> **Written task**:
Render the material below as a numbered list, omitting any blank lines. Leave the pictures out of your answer.

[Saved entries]
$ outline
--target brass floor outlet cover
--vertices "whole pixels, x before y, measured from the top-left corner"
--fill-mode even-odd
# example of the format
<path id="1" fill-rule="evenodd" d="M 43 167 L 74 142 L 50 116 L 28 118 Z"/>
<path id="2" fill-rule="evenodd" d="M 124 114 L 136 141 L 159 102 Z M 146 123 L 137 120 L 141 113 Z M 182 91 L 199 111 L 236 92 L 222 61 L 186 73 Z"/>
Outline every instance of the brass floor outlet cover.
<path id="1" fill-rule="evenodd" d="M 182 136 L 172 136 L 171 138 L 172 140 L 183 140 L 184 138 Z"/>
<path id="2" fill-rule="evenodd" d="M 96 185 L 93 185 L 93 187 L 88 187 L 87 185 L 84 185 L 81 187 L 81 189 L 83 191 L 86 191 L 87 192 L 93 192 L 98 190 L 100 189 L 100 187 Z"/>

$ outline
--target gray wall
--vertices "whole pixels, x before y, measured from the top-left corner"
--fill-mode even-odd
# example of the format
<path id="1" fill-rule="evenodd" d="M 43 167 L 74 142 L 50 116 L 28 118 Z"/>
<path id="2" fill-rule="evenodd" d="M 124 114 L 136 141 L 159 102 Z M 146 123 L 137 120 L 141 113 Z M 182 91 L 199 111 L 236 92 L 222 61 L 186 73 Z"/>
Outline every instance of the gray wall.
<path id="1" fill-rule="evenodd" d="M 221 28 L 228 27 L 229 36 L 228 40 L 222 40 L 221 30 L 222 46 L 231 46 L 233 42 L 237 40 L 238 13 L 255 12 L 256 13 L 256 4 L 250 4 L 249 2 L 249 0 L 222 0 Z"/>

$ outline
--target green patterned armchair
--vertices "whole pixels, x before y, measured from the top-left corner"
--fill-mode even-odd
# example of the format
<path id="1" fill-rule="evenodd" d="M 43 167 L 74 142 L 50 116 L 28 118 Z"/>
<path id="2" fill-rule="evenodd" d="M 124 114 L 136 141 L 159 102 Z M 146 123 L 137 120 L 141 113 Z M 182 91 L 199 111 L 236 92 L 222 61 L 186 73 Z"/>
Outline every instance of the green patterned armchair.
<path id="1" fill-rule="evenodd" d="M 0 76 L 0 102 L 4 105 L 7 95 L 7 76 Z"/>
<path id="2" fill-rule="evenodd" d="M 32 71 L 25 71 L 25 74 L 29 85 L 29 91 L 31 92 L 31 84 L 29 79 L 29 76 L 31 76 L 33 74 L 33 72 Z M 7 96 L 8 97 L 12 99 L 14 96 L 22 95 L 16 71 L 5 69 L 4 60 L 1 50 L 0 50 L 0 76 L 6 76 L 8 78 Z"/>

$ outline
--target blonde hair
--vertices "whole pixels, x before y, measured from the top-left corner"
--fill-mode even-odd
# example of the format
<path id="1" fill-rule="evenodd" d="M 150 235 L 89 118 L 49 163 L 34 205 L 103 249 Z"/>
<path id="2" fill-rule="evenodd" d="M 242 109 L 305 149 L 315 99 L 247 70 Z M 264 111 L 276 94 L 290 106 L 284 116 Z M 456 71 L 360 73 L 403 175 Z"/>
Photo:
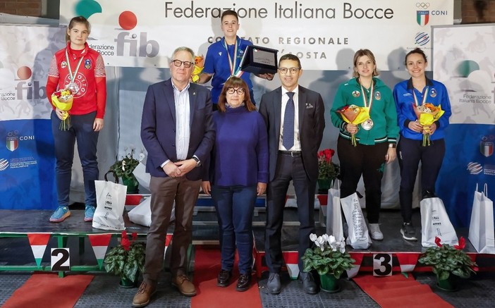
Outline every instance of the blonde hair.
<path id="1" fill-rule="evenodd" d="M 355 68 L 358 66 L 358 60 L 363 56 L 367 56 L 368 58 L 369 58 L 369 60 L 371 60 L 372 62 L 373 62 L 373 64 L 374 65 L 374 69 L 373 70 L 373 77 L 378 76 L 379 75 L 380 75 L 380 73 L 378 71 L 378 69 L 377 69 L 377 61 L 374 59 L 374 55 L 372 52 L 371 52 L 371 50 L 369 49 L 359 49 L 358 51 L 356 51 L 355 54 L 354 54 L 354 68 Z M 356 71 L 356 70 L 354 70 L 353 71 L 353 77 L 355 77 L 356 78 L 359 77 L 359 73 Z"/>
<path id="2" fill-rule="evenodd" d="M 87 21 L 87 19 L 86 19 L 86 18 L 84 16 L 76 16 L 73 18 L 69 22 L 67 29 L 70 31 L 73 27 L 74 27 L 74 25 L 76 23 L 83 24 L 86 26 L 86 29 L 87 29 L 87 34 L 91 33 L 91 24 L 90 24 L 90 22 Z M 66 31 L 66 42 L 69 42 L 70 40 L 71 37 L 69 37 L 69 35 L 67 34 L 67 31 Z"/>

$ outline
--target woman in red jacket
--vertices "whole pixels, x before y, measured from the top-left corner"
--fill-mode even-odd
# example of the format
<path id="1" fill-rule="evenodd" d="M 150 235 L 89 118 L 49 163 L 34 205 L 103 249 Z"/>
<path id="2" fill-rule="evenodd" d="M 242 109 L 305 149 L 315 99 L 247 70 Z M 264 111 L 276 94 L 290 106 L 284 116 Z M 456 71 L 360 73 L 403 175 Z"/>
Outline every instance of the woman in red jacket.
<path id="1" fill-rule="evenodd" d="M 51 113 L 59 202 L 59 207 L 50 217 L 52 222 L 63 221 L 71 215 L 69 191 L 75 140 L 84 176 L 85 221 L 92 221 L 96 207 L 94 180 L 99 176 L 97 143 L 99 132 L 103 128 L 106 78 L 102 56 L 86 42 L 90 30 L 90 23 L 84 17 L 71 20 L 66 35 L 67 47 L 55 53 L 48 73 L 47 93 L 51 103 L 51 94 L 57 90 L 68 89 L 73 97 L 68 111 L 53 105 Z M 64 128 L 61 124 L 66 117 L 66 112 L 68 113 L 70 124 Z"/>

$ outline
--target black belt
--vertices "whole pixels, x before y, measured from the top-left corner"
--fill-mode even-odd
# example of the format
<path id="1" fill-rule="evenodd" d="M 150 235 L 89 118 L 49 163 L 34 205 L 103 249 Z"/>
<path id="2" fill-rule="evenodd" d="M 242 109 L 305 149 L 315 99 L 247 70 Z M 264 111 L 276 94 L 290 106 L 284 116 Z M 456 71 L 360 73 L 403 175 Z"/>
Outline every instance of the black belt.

> **Solution to the problem**:
1. $ outline
2. --target brass floor outlet cover
3. --vertices "whole pixels, x before y, measured from the top-left corner"
4. --fill-mode even-odd
5. # example of the format
6. <path id="1" fill-rule="evenodd" d="M 43 167 L 74 142 L 50 116 L 28 118 Z"/>
7. <path id="2" fill-rule="evenodd" d="M 124 114 L 136 141 L 159 102 Z M 146 123 L 137 120 L 141 113 Z M 182 91 L 199 111 L 236 92 L 222 61 L 186 73 Z"/>
8. Outline every instance of the brass floor outlet cover.
9. <path id="1" fill-rule="evenodd" d="M 182 136 L 172 136 L 171 138 L 172 140 L 183 140 L 184 138 Z"/>
10. <path id="2" fill-rule="evenodd" d="M 96 185 L 93 185 L 93 187 L 88 187 L 87 185 L 84 185 L 81 187 L 81 189 L 83 191 L 86 191 L 87 192 L 93 192 L 98 190 L 100 189 L 100 187 Z"/>
11. $ outline
12. --target gray wall
13. --vertices "whole pixels, x before y, measured from the top-left corner"
14. --fill-mode even-odd
15. # example of the format
16. <path id="1" fill-rule="evenodd" d="M 43 167 L 74 142 L 50 116 L 28 118 Z"/>
17. <path id="2" fill-rule="evenodd" d="M 124 114 L 136 141 L 159 102 Z M 146 123 L 137 120 L 141 113 Z M 182 91 L 199 111 L 236 92 L 222 61 L 186 73 Z"/>
18. Outline every instance of the gray wall.
19. <path id="1" fill-rule="evenodd" d="M 221 28 L 228 27 L 229 36 L 228 40 L 222 40 L 221 30 L 222 46 L 231 46 L 233 42 L 237 40 L 238 13 L 255 12 L 256 13 L 256 4 L 250 4 L 249 2 L 249 0 L 222 0 Z"/>
20. $ outline
21. --target green patterned armchair
22. --vertices "whole pixels, x before y, measured from the top-left corner"
23. --fill-mode even-odd
24. # example of the format
25. <path id="1" fill-rule="evenodd" d="M 43 167 L 74 142 L 50 116 L 28 118 Z"/>
26. <path id="2" fill-rule="evenodd" d="M 124 114 L 136 141 L 159 102 Z M 146 123 L 137 120 L 141 113 Z M 182 91 L 199 111 L 236 92 L 222 61 L 186 73 Z"/>
27. Outline every instance of the green patterned armchair.
28. <path id="1" fill-rule="evenodd" d="M 0 76 L 0 102 L 4 105 L 7 95 L 7 76 Z"/>
29. <path id="2" fill-rule="evenodd" d="M 32 71 L 25 71 L 25 74 L 29 85 L 29 91 L 31 92 L 31 84 L 29 79 L 29 76 L 31 76 L 33 74 L 33 72 Z M 7 96 L 8 97 L 12 99 L 14 96 L 22 95 L 16 71 L 5 69 L 4 60 L 1 50 L 0 50 L 0 76 L 6 76 L 8 78 Z"/>
30. $ outline
31. --target blonde hair
32. --vertices "whole pixels, x before y, measured from the top-left corner"
33. --fill-mode even-odd
34. # example of the format
35. <path id="1" fill-rule="evenodd" d="M 150 235 L 89 118 L 49 163 L 34 205 L 103 249 Z"/>
36. <path id="2" fill-rule="evenodd" d="M 242 109 L 305 149 L 315 99 L 247 70 Z M 264 111 L 276 94 L 290 106 L 284 116 Z M 456 71 L 360 73 L 403 175 Z"/>
37. Photo:
38. Outline every instance of the blonde hair.
39. <path id="1" fill-rule="evenodd" d="M 355 68 L 358 66 L 358 60 L 363 56 L 367 56 L 368 58 L 369 58 L 369 60 L 371 60 L 372 62 L 373 62 L 373 64 L 374 65 L 374 69 L 373 70 L 373 77 L 378 76 L 379 75 L 380 75 L 380 73 L 378 71 L 378 69 L 377 69 L 377 61 L 374 59 L 374 55 L 372 52 L 371 52 L 371 50 L 369 49 L 359 49 L 358 51 L 356 51 L 355 54 L 354 54 L 354 68 Z M 356 71 L 356 70 L 354 70 L 353 71 L 353 77 L 355 77 L 356 78 L 359 77 L 359 73 Z"/>
40. <path id="2" fill-rule="evenodd" d="M 87 21 L 87 19 L 86 19 L 86 18 L 84 16 L 76 16 L 73 18 L 69 22 L 67 29 L 70 31 L 73 27 L 74 27 L 74 25 L 76 23 L 83 24 L 86 26 L 86 29 L 87 29 L 87 34 L 91 33 L 91 24 L 90 24 L 90 22 Z M 66 31 L 66 42 L 69 42 L 70 40 L 71 37 L 69 37 L 69 35 L 67 34 L 67 31 Z"/>
41. $ outline
42. --target woman in red jacket
43. --vertices "whole pixels, x before y, measured from the top-left corner"
44. --fill-mode even-odd
45. # example of the format
46. <path id="1" fill-rule="evenodd" d="M 150 235 L 89 118 L 49 163 L 34 205 L 103 249 Z"/>
47. <path id="2" fill-rule="evenodd" d="M 242 109 L 305 149 L 315 99 L 247 70 Z M 264 111 L 276 94 L 290 106 L 284 116 Z M 456 71 L 360 73 L 403 175 Z"/>
48. Outline every instance of the woman in red jacket.
49. <path id="1" fill-rule="evenodd" d="M 51 113 L 59 202 L 59 207 L 50 217 L 52 222 L 63 221 L 71 215 L 69 191 L 75 140 L 84 176 L 85 221 L 92 221 L 96 207 L 94 180 L 99 176 L 97 143 L 99 132 L 103 128 L 106 78 L 102 56 L 86 42 L 90 30 L 90 23 L 84 17 L 71 20 L 66 35 L 67 47 L 55 53 L 48 73 L 47 93 L 51 103 L 51 94 L 57 90 L 68 89 L 73 97 L 68 111 L 53 105 Z M 64 128 L 61 124 L 66 117 L 66 112 L 68 113 L 70 124 Z"/>
50. $ outline
51. --target black belt
52. --vertices "whole pixels, x before y, measured from the top-left corner"
53. --fill-mode even-odd
54. # example of the format
55. <path id="1" fill-rule="evenodd" d="M 150 235 L 89 118 L 49 163 L 34 205 L 103 249 Z"/>
56. <path id="2" fill-rule="evenodd" d="M 242 109 L 305 149 L 315 99 L 247 70 Z M 264 111 L 276 94 L 290 106 L 284 116 Z M 456 71 L 360 73 L 403 175 Z"/>
57. Outline every instance of the black belt.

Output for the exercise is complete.